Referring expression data

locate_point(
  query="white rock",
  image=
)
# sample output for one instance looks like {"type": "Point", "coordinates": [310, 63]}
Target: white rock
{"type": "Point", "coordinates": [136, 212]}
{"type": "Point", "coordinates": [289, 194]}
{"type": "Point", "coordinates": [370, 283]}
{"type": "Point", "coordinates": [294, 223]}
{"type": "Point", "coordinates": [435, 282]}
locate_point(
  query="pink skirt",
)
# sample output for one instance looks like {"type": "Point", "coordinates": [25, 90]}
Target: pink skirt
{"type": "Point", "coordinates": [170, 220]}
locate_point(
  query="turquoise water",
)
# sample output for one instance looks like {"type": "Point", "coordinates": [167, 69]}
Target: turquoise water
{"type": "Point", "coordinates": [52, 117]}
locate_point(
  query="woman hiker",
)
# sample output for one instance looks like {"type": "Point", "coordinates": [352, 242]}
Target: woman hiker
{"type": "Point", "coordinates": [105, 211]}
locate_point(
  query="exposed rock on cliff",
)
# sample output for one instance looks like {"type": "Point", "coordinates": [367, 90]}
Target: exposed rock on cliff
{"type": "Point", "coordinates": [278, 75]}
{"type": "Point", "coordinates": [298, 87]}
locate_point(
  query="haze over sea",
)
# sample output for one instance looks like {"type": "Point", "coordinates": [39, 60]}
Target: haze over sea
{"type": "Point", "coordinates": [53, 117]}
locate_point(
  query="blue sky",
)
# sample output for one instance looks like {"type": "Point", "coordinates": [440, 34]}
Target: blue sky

*Goal of the exercise*. Return all lines in the data that include the word "query".

*Answer for the task*.
  query="white rock",
  query="pink skirt",
  query="turquoise water",
  query="woman hiker",
  query="exposed rock on cliff",
  query="haze over sea",
  query="blue sky",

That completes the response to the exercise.